Verbatim output of all the material below is required.

[Coordinate labeling data]
** start **

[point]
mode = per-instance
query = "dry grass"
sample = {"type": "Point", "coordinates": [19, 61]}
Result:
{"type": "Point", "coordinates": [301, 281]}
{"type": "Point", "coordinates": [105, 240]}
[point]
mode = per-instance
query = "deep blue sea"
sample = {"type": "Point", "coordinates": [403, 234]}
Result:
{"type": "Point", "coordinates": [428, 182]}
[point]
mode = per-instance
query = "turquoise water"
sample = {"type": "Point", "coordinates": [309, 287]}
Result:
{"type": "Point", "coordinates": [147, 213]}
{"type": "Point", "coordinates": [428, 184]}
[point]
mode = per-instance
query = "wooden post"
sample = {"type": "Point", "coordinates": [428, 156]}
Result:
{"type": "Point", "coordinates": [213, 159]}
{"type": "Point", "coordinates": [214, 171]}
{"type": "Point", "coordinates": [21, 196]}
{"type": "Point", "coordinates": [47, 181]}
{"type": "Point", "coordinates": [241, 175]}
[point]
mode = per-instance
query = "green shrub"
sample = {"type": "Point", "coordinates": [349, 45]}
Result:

** end **

Solved problem:
[point]
mode = per-instance
query = "dry grass"
sample = {"type": "Point", "coordinates": [19, 61]}
Result:
{"type": "Point", "coordinates": [301, 281]}
{"type": "Point", "coordinates": [105, 240]}
[point]
mode = per-instance
query = "deep blue sea"
sample = {"type": "Point", "coordinates": [403, 234]}
Result:
{"type": "Point", "coordinates": [428, 182]}
[point]
mode = per-instance
query = "turquoise water"
sample = {"type": "Point", "coordinates": [309, 287]}
Result:
{"type": "Point", "coordinates": [147, 213]}
{"type": "Point", "coordinates": [428, 184]}
[point]
mode = per-instance
query = "wooden post"
sample = {"type": "Point", "coordinates": [428, 156]}
Result:
{"type": "Point", "coordinates": [213, 159]}
{"type": "Point", "coordinates": [214, 171]}
{"type": "Point", "coordinates": [21, 196]}
{"type": "Point", "coordinates": [47, 181]}
{"type": "Point", "coordinates": [241, 175]}
[point]
mode = per-instance
query = "green shrub"
sample = {"type": "Point", "coordinates": [349, 45]}
Result:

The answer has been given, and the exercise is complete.